***** RAW RECORDS

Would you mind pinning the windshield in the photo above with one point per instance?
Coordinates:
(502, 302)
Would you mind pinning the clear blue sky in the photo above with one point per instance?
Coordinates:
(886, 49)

**********

**PROBLEM TO WORK ON:** Rewrite every line of the rows above, request lines included, scaling each answer coordinate by 0.25 and rounding to the nearest whole number, with halves rounded up.

**SOLUTION FOR THIS EXERCISE:**
Would you mind pinning the windshield in the photo above with one point per instance?
Coordinates:
(126, 76)
Would you mind pinning the clear blue sky in the photo above with one point per instance?
Coordinates:
(222, 12)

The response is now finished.